> **What is required**: Rewrite the lines of the material below, from the line containing "Tag every instance of the paved" through the end of the material, inclusive. Keep the request lines unchanged and shift each answer coordinate by adding 42 to both of its numbers.

[start]

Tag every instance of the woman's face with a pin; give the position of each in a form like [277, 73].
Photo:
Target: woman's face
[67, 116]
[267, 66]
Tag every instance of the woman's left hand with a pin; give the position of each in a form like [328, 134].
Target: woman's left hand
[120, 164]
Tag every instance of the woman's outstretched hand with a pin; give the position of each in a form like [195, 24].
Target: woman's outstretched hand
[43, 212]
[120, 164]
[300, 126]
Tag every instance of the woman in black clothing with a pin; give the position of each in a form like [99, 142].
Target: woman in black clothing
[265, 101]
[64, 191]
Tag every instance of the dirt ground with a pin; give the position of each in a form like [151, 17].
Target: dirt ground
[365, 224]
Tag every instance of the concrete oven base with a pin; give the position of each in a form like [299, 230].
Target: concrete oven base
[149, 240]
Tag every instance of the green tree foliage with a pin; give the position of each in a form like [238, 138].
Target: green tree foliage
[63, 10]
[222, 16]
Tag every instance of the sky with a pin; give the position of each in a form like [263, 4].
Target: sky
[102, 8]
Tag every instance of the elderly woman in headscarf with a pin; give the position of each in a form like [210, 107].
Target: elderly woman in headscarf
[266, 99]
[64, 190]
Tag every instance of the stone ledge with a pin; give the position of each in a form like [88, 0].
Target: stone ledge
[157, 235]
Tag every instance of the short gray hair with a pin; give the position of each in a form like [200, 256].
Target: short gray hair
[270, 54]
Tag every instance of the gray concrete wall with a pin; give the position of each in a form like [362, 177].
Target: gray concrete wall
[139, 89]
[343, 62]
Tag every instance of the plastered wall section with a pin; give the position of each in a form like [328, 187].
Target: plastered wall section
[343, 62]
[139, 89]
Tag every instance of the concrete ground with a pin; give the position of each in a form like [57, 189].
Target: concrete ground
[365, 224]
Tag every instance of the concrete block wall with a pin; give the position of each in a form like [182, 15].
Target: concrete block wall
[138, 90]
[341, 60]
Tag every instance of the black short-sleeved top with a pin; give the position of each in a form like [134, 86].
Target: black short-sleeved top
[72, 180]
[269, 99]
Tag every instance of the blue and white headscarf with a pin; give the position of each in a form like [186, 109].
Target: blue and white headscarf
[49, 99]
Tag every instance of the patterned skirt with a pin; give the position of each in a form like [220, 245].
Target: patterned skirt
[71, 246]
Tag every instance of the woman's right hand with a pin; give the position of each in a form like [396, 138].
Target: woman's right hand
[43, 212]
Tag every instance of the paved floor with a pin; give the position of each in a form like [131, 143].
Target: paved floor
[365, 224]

[end]

> **Reply to the task**:
Tag every instance of the paved floor with a pin; give the position of each in a form like [131, 143].
Target: paved floor
[407, 266]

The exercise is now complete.